_REQUIRED ACTIONS_.
(1) In the Bloodstar review, what nickname do Elliot Carlyle's buddies use for him?
(2) Using the Bloodstar review, explain in one to three sentences why the main character's emotional state is well represented.
(3) Continue the Bloodstar review from its last sentence.

_EXERCISE TEXT_.
++++++++
BookHound
Reviews and Recommendations by Mel Odom, Professional Writer

BLOODSTAR by Ian Douglas

Ian Douglas is getting a lot of accolades of late for his science fiction military novels, and those praises are well deserved. He’s been writing trilogies about men on the front line, on interstellar space carriers, and battles that span solar systems.

His latest trilogy focuses on the Marine Corpsmen, those valiant soldiers that double as medics on the battlefield and have to serve double duty: fighting toe-to-toe with the enemy while keeping their wounded and themselves alive. Douglas was a medic in the military, so his character’s emotional state at different times is well represented.

As always in a Douglas novel, the author has done his research and sits down to unveil the future with mercurial ease as he takes a good knowledge of medicine and extrapolates it into the future. The ease that he unveils the medical cases – their causes and their resolution – is great. I enjoyed the medical parts of the novel as much as I did the battle scenes, which is something I didn’t expect. I can’t wait to see what’s in store in the next couple books.

This book was different for Douglas as well. Usually his science fiction military novels have been told in the third person and a handful of characters or more are brought on stage. This story is told in first person, and the worldview is somewhat truncated, the immersion into the scenes is complete. Elliot Carlyle (Ecar to his buddies) is a great character filled with history, goals, and human frailty. I liked him from the first page and felt like I was his wingman throughout the whole adventure.
++++++++
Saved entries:
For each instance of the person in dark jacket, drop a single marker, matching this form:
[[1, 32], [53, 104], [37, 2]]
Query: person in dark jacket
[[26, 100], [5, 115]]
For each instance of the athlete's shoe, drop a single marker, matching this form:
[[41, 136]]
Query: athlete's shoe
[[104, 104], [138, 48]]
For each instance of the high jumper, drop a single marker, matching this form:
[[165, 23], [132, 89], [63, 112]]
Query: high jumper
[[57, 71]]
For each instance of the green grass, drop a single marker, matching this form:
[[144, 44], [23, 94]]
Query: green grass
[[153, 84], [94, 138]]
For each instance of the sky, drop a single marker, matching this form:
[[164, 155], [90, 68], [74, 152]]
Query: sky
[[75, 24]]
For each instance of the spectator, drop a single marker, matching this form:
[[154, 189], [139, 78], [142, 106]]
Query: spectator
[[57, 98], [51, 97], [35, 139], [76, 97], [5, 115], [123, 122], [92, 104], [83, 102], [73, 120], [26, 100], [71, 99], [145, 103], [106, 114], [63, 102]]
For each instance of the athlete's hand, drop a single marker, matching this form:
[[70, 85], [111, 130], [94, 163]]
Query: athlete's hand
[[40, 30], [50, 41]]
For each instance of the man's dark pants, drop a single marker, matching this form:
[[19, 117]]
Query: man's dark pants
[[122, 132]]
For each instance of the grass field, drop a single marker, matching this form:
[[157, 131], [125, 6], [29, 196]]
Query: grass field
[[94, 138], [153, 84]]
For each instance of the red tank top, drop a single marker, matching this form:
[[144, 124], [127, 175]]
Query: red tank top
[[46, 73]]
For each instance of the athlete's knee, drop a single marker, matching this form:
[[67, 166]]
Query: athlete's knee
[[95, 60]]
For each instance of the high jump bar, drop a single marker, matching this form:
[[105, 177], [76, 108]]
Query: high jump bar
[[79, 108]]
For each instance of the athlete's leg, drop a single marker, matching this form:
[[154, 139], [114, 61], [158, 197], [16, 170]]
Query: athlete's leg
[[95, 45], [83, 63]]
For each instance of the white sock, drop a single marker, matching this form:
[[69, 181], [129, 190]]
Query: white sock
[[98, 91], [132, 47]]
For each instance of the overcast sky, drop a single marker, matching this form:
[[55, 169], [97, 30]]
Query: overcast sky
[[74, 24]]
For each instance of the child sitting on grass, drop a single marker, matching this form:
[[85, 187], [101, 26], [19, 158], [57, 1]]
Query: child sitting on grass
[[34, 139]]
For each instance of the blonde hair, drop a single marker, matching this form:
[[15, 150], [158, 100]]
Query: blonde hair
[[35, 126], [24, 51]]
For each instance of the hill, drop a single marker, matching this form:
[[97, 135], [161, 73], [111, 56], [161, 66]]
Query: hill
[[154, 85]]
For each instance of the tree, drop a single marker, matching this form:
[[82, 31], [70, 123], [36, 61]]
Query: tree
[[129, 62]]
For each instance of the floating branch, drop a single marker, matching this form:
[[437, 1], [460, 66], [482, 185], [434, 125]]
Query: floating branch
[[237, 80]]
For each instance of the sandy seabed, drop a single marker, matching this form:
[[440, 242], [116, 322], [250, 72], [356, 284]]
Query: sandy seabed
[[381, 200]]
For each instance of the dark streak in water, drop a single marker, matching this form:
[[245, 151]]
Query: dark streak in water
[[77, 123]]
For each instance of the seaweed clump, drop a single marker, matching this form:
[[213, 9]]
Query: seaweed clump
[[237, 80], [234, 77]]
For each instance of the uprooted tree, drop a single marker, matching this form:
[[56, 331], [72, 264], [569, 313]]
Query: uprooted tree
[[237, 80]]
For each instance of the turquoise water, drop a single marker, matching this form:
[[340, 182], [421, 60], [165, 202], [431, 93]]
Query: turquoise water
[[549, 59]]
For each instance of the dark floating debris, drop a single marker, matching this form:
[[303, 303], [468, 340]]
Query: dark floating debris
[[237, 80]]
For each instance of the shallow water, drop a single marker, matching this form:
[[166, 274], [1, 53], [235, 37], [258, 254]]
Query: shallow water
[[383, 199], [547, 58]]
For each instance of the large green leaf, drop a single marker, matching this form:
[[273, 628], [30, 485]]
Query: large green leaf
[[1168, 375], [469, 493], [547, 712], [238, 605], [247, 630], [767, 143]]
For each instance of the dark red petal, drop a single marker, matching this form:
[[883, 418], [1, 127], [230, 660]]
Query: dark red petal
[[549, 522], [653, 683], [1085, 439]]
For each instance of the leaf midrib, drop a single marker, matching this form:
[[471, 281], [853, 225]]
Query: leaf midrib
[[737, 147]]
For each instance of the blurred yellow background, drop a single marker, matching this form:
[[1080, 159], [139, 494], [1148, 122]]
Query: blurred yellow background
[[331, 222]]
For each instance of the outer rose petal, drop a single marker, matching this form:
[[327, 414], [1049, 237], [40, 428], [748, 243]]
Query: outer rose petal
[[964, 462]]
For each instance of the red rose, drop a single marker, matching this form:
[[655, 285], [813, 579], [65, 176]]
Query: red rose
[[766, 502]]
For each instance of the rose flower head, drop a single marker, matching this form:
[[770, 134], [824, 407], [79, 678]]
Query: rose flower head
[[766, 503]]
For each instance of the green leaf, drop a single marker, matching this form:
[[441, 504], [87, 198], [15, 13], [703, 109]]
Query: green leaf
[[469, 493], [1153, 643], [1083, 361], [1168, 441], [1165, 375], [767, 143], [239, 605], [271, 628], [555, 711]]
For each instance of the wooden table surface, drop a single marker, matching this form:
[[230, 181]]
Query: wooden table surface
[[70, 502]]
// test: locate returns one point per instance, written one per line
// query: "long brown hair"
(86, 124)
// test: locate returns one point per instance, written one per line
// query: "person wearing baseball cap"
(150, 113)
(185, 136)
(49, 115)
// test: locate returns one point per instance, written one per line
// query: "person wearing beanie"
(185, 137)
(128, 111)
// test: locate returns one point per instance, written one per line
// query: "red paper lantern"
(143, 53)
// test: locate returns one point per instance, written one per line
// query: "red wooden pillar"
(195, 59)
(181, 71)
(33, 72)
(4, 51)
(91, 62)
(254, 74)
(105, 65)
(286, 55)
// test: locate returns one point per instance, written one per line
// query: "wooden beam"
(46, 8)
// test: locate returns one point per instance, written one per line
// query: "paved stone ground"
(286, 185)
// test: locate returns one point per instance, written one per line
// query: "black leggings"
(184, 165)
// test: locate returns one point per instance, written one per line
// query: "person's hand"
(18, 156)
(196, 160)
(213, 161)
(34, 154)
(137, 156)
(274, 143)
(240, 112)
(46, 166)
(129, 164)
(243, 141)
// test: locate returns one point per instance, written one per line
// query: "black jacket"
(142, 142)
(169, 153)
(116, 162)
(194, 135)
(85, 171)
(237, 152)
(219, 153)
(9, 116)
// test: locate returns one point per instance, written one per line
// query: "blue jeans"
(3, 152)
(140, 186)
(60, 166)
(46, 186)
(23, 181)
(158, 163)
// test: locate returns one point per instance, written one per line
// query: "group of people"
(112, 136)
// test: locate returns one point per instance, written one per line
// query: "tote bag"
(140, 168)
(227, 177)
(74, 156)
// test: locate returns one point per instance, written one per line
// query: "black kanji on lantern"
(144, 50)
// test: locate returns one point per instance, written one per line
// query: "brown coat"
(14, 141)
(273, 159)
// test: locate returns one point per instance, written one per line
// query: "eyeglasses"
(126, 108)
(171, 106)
++++++++
_RESPONSES TO THE EXERCISE_.
(1) Ecar

(2) The review credits Douglas's own background. He was a medic in the military, so he represents well the emotional state of his character, a Marine Corpsman who doubles as a medic, at different times.

(3)
Interestingly enough, this novel made me feel like I was reading an old Robert A. Heinlein novel, something I hadn’t before experienced while reading a Douglas book. I think that feeling has to do with the first-person point of view, but there’s also the way the author shows Ecar’s downtime, too. Ecar hangs with his buddies, tells us their stories, and is very genuine in his dealings with them as well as with his own state of mind.

I was surprised at how little surface action actually takes place in this novel. There are battles, but they seemed like small cogs in this machine while the major nuts and bolts were the character and the challenges he faced in learning his craft and staying on point to advance his career. I truly enjoyed that because I finished up feeling like I really know Ecar and want to see more of his adventures in the coming books.